Soma davasıyla ilgili unutulmaması gerekenler
11 Temmuz 2018Üç yılı aşkın bir süredir devam eden Soma davasında mahkeme kararını verdi. 301 işçinin öldüğü 2014'teki maden faciasıyla ilgili mahkemenin verdiği cezalar ailelerin tepkisine neden oldu. İşçi ölümlerinde sicili pek parlak olmayan Türkiye'de bugüne kadar yaşanmış en büyük iş kazasında ölenlerin yakınları adaletin tecelli etmediğini düşünüyor. Dört yıl önceki facia ve sonrasındaki yargılama süreciyle ilgili bilinmesi gerekenleri derledik.
Facia nasıl meydana geldi?
13 Mayıs 2014’te Türkiye Cumhuriyeti tarihinin en büyük maden kazası meydana geldi. Manisa’nın Soma ilçesinde faaliyet gösteren Eynez Maden Ocağı’nda yerin 400 metre altında yangın çıktı. Elektrik panosundan çıktığı düşünülen yangın sırasında ocakta 787 işçi çalışıyordu. Kömür ocağındaki galerilerin yoğun dumanla dolması ve karbonmonoksit gazının yükselmesi işçilerin hayatını tehlikeye attı. Çıkışa yakın noktalarda bulunan işçiler ocaktan kurtulmayı başardı. Fakat ocağın dip tarafındaki madenciler, yerin altında acil durumlarda sığınabilecekleri bir yaşam ünitesi olmadığı için uzun bir yolu yürümek zorundaydı. Ancak başaramadılar, gaz maskeleri de onları kurtarmaya yetmedi. Üç gün süren arama kurtarma çalışmaları sonucunda ocaktan 301 madencinin cansız bedeni çıkarıldı. Kurtarma çalışmaları sırasında her saat artan ölü sayısı Soma’yı ve Türkiye’yi yasa boğdu. Faciaya kurban giden madencilerden en genci 18, en yaşlısı 53 yaşındaydı. 217’sinin çocuğu vardı, toplam 432 çocuk babasız kaldı.

※ ※ ※

Alıştırma Görevleri:
**a.** Soma faciasıyla ilgili metindeki "Çıkışa yakın noktalarda bulunan işçiler ocaktan kurtulmayı başardı." cümlesini İngilizceye çeviriniz.
**b.** Soma faciasıyla ilgili metinden "Soma davasıyla ilgili" sözleriyle başlayıp "nasıl meydana geldi?" sözleriyle biten bölümü hiçbir değişiklik yapmadan aktarınız.
Veriler, metinden bağımsız ayrı bir malzemedir.

Kaynak Veriler:
※ ※ ※

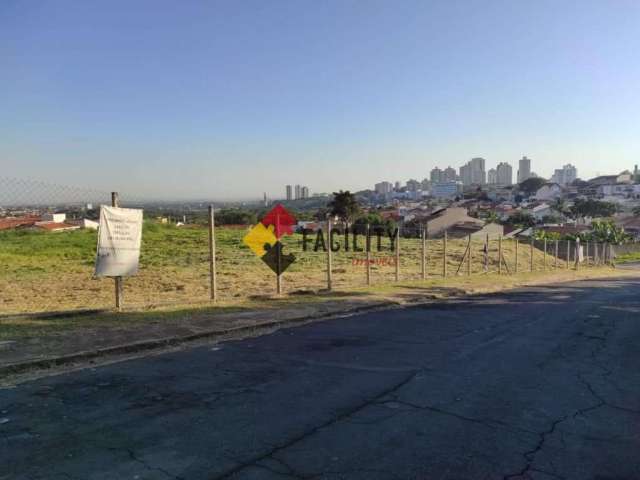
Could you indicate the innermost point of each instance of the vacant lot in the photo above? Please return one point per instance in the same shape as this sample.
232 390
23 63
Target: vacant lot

※ ※ ※

Cevap Listesi:
**a.** The workers who were at points near the exit managed to escape from the mine.

**b.**
Soma davasıyla ilgili unutulmaması gerekenler
11 Temmuz 2018Üç yılı aşkın bir süredir devam eden Soma davasında mahkeme kararını verdi. 301 işçinin öldüğü 2014'teki maden faciasıyla ilgili mahkemenin verdiği cezalar ailelerin tepkisine neden oldu. İşçi ölümlerinde sicili pek parlak olmayan Türkiye'de bugüne kadar yaşanmış en büyük iş kazasında ölenlerin yakınları adaletin tecelli etmediğini düşünüyor. Dört yıl önceki facia ve sonrasındaki yargılama süreciyle ilgili bilinmesi gerekenleri derledik.
Facia nasıl meydana geldi?